• **EXTRAIT CHOISI**
▬▬▬
Le petit séminaire de Saint-Pie-X, à Nyundo, dans l'ouest du Rwanda, a été le théâtre de massacres lors du génocide, en 1994. (Paloma Laudet/Libération)

par Maria Malagardis, envoyée spéciale à Nyundo (Rwanda)

On pourrait presque se croire dans un monastère en Toscane. Des bâtiments en briques rouille, reliés par des préaux, encadrent des parterres de fleurs soigneusement entretenus : le petit séminaire de Saint-Pie-X à Nyundo, dans le nord-ouest du Rwanda, impose d’emblée une impression de sérénité. Fondé en 1952, cet internat très prisé accueille 450 élèves du secondaire. Tous des garçons, vêtus de chemises blanches impeccables. Trente ans après le génocide des Tutsis, ils l’évoquent comme on récite une leçon : «La colonisation belge nous a divisés en ethnies», rappelle Kizito. «Une propagande de haine a manipulé les esprits», constate Justin. Ils n’ont pas vécu les trois mois de bain de sang en 1994. Pas plus que leur prof d’histoire, John, lui-même né cette année-là.

Dans la salle des profs, il feuillette les manuels qui abordent cette période douloureuse de l’histoire du pays. C’est d’autant plus sensible que les ethnies hutues comme tutsies ont été officiellement proscrites depuis la fin du génocide. Il n’y a plus que des Rwandais, censés oublier les divisions du passé. Mais comment enseigner cette longue histoire de l’idéologie raciste qui a imprégné les esprits depuis 1959, sans évoquer l’appartenance ethnique ? «On est obligé d’en parler, de dire qui sont les victimes et les coupables. Mais on insiste toujours sur le fait que ça appartient au passé», souligne John.

L’internat très prisé accueille 450 élèves du secondaire, exclusivement des garçons. (Paloma Laudet/Libération)

Dans les manuels, les faits sont clairement énoncés : «Les massacres ont été soigneusement préparés et exécutés par les Hutus extrémistes. Ils ont pris prétexte de l’assassinat du président Juvénal Habyarimana le 6 avril 1994 pour exterminer les Tutsis», peut-on lire. Mais les rappels historiques cèdent vite la place aux conséquences du génocide et aux leçons à en tirer : la promotion de la bienveillance, de la résilience, du refus de la manipulation de l’incitation à la violence…

«Respect de l’autre»
▬▬▬
• **CONSIGNES ET EXIGENCES**
Dans l'extrait ci-dessus sur le séminaire de Nyundo, quelles personnes voit-on citées directement entre guillemets ? Donnez le prénom et le rôle de chacune.

• **DONNÉES**
▬▬▬
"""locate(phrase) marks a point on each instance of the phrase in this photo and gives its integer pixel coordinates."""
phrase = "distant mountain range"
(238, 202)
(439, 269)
▬▬▬
• **CORRIGÉ**
- Kizito, élève du séminaire
- Justin, élève du séminaire
- John, professeur d'histoire